> What is expected: Transcribe the whole listing without a single picture.

> Task inputs:
============

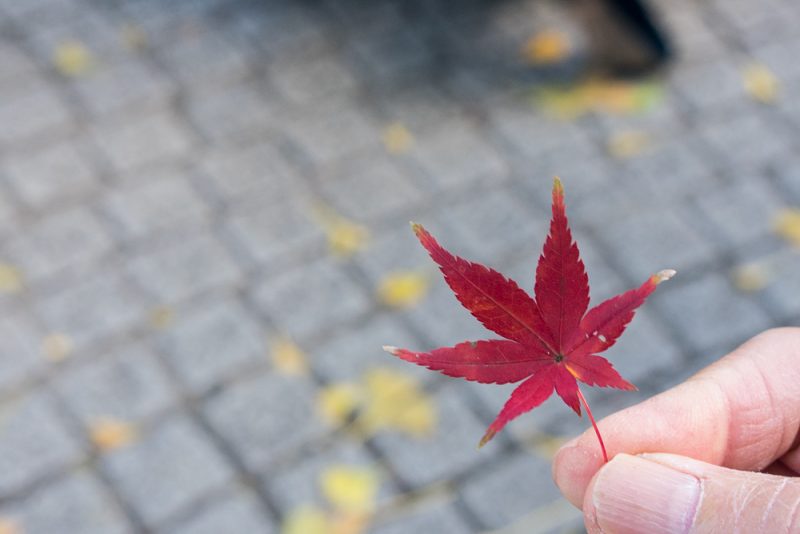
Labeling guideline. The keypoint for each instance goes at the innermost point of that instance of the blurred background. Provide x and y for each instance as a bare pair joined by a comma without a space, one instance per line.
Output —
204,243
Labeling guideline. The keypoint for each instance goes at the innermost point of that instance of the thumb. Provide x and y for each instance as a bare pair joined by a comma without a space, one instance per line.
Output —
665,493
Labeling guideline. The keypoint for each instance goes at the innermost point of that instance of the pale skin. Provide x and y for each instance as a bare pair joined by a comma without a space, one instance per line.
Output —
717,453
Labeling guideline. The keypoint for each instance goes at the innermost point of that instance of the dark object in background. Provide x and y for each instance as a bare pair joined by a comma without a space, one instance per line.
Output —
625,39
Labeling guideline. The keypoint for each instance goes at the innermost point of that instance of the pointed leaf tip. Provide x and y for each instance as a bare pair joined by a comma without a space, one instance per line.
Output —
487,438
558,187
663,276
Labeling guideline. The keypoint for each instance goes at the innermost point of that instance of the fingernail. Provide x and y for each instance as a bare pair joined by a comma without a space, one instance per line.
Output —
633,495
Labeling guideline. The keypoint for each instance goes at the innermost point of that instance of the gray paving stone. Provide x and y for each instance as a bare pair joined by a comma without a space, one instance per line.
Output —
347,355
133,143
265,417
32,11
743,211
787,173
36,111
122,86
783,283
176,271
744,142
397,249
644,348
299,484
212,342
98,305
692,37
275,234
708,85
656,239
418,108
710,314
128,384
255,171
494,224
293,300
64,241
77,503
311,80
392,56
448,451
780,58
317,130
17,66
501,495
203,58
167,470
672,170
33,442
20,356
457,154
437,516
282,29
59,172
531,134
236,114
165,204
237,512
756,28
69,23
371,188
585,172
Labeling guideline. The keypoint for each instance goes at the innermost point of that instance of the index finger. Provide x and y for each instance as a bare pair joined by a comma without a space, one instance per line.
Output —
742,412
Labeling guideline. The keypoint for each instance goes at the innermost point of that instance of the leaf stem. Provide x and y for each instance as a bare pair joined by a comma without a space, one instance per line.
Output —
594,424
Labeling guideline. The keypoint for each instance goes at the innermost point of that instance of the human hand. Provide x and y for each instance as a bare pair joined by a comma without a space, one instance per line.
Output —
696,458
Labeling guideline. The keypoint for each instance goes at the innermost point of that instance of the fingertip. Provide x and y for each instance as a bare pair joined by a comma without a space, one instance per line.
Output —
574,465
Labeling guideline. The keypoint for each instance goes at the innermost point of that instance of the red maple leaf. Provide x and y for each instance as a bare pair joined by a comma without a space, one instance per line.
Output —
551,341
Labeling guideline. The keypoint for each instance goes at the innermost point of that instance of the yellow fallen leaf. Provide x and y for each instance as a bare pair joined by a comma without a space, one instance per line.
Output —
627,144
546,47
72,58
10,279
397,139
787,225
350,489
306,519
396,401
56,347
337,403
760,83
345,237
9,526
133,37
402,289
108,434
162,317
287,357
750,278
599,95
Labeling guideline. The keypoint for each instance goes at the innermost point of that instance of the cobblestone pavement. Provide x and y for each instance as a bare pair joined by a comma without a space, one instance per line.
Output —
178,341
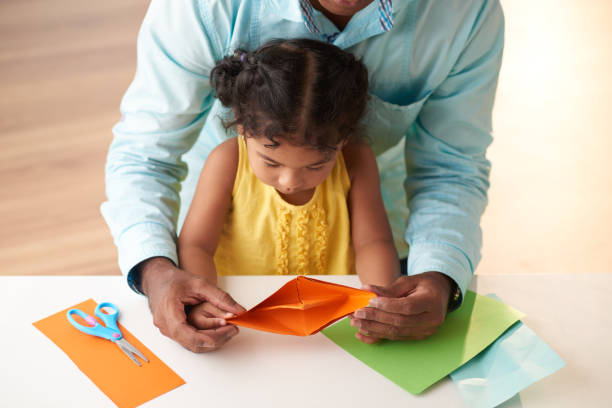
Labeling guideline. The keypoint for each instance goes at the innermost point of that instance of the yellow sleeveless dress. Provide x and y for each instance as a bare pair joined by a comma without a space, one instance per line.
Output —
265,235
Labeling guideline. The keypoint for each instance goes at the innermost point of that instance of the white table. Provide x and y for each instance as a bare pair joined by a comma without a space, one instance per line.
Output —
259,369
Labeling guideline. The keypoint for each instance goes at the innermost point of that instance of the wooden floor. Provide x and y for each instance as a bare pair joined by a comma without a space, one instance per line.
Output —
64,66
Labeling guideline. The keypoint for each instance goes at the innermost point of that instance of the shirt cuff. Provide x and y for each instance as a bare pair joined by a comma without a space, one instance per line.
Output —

============

> Full response:
Labeling guideline. The keypoint for each instance goes at the innermost point of that instance of the blurred background. Provide x and y for each instance as a bare pair joined by a comma without a space, one instance per line.
Output —
204,243
Labeling guideline. The keypoint for each instance goes at the innermost point of that instance of the thumb. Provide x and y for each instance as a bare pair joined by a comma without a space, one instance per line.
Output —
665,493
Labeling guideline. The keypoint for each instance goes at the innermost point of that instance of the pale skin. Provide x and y for each instance as a bare pair joined by a comma without a space, one instance per line.
Output —
717,453
Labeling guideline. The keypoint for each instance goes at the innermost point of that instance of the dark object in background. Provide x and y for each instance as a bare pair joined by a comma without a space, one instance per line.
Output —
625,39
Labeling guideline. The keypoint for each instance goes at the innermost point of that instance of the pointed leaf tip. Provide x and y for each instance as a bare pair joined by a comma without a space, one instance per line.
Output —
487,438
558,187
663,276
Labeling guideline. The keypoint for each instance goes at the innermost point of that instance of the fingernail. Provide x and y for each instance as a bare pair joined by a comma without a space, one instance per line.
Output —
633,495
Labeling guideline. The keypoint for each instance goes at the innermost point of that instance of the gray paving stone. Provide x and y for each instance as a bare pair joined by a comma without a space, one instance per line.
Output —
347,355
133,143
265,417
32,11
743,211
787,173
36,111
122,86
783,283
176,271
744,142
397,249
644,348
299,484
212,342
98,305
692,37
275,234
708,85
656,239
418,108
710,314
128,384
255,171
494,224
293,300
64,241
77,503
311,80
392,56
448,451
780,58
317,130
17,66
501,495
203,58
167,470
672,170
33,442
20,356
457,154
437,516
282,29
59,172
531,134
236,114
165,204
237,512
756,28
69,23
371,188
585,172
Labeling guideline. The keypoint for each instance goes at the innermost point of that instance of the index finger. Provide x and y for each instance as a bare pair joined by a comma without a space, one instance per line.
Output —
742,412
Labeling guideline. The keypoint for each instance goes at the innermost point of that instance of the leaf stem. Provide x and y for each instance as a bare pair joined by a comma without a space, one instance per line.
Output —
594,424
Labeling guideline. The keypoint for each instance goes at the innermost point of that instance of the human hand. Provide x and y for each instance as a bare pair joined by a comma without a space, one instance per line.
Output —
696,458
Labeling guideline. The keypoint for each instance goes at the innermost point of that instance of the fingertip. Provide x and y for each instance as a bare pair joined by a comma without a space, one instance per line.
Output —
574,465
Labeling guideline. The keypoint for each instance goes at the innermost point of that instance of the red maple leaf. Provide x and y for each instance as a bare pair joined by a comma without a space, one instance per line.
Output —
551,341
Labeling guideline. The keypoint for each instance goes at the innermost point of that instance of the yellow fallen leaf. Provide x and y for each instance as a bare pair joined by a comma without a space, one instance per line.
Output —
627,144
546,47
72,58
10,279
397,139
787,225
350,489
306,519
396,401
56,347
337,403
760,83
345,237
9,526
133,37
402,289
108,434
162,317
287,357
750,278
599,95
Labeling guideline. The keypoint for each instance goes at the innermost point of that instance of the cobblestone pavement. Provide x and y for each instance as a bare pair joined by a comma without a space, one instance per line.
Output —
178,341
Labeling guideline. The keypoint for each instance goes at the innermost point of that instance of the yellow sleeveless dress. Provide x and y for each instance as a bare pair joined by a comma without a space, one instance per line.
Output —
265,235
Labeling guideline. The keypoint for each instance goes at the innermost point of that instance of the white table. Provide x and y for each instance as a bare pair joined by a comma without a space, one instance per line.
Output —
259,369
Labeling guideline. The keypoint for each instance goes at the innermost point of that instance of the wooden floor. Provide x and y for each instance as a bare pair joined by a comma without a space, one instance per line.
Output —
64,66
Labeling guideline. The keypoint for each instance goes at the innermost point of that instance of the shirt cuff. Provide x and y for each instance as a bare pair joined by a comma without a space, one instance per line.
Output —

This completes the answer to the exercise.